Your assignment:
Go over the data and copy out each line with "every" in it.

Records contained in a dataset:
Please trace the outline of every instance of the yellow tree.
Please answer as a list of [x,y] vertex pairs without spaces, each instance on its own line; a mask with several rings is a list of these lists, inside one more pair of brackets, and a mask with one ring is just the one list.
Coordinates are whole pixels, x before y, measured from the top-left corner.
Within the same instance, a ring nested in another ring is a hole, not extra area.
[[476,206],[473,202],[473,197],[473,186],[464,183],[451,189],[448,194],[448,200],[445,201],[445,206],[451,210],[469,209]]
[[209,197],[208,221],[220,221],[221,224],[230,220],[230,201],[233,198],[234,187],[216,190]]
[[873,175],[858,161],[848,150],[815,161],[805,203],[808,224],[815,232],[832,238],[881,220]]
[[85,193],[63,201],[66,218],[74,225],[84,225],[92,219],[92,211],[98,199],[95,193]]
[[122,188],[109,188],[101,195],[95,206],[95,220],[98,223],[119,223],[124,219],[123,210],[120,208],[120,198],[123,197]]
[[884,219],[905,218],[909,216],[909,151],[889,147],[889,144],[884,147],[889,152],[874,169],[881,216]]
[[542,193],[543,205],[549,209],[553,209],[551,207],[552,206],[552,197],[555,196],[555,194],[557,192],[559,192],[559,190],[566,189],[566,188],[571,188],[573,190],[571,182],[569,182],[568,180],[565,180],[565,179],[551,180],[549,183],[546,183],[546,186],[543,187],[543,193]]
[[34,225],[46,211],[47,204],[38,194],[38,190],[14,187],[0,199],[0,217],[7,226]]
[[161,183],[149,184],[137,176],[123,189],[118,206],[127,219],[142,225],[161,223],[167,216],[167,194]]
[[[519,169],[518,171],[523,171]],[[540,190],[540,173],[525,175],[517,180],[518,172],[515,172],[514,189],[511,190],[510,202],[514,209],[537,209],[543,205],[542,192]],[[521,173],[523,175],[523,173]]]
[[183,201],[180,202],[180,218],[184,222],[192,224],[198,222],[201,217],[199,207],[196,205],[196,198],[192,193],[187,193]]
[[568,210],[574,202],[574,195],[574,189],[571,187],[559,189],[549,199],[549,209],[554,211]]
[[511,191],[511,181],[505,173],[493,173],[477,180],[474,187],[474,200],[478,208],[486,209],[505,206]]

==

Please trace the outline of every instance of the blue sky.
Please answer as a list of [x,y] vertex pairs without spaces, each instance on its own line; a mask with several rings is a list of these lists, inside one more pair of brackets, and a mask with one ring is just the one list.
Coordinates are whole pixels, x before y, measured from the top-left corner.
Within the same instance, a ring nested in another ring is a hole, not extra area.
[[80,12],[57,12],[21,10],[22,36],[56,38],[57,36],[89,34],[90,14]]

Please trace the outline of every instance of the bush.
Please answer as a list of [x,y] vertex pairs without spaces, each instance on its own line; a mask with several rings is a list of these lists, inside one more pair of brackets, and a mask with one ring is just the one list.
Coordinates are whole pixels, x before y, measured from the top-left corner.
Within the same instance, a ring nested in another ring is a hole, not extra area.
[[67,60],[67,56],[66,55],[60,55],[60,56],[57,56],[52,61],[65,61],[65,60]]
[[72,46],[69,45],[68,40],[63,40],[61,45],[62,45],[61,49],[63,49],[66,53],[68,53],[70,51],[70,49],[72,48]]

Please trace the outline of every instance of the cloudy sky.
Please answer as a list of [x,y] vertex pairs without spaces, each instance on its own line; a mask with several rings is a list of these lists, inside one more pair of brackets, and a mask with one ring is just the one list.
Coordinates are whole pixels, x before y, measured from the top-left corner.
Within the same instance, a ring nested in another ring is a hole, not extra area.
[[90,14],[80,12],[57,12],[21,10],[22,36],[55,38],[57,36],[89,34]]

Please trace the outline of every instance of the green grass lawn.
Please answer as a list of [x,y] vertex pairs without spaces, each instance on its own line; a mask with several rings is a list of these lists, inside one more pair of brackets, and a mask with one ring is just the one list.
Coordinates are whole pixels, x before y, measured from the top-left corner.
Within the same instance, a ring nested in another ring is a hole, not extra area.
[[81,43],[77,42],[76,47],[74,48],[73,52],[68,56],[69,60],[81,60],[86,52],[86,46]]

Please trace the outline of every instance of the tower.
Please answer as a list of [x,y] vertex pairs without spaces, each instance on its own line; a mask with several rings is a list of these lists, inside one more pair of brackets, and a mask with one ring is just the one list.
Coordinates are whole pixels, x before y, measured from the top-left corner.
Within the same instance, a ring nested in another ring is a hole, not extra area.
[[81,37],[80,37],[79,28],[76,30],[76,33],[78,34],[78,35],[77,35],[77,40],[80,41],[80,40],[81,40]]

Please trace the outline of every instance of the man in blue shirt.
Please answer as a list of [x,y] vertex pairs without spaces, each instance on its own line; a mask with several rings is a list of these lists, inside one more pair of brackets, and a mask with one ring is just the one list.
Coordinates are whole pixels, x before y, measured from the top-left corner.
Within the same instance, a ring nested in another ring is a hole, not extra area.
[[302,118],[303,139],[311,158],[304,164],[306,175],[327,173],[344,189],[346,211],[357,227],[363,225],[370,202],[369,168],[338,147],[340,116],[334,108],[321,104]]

Solution to this problem:
Please trace the outline of every instance of the yellow tree.
Please trace the outline of every instance of the blue sky.
Please trace the outline of every instance of the bush.
Please trace the outline of every instance of the cloudy sky.
Please trace the outline of every instance of the green grass lawn.
Please trace the outline of every instance of the tower.
Please trace the outline of every instance of the man in blue shirt.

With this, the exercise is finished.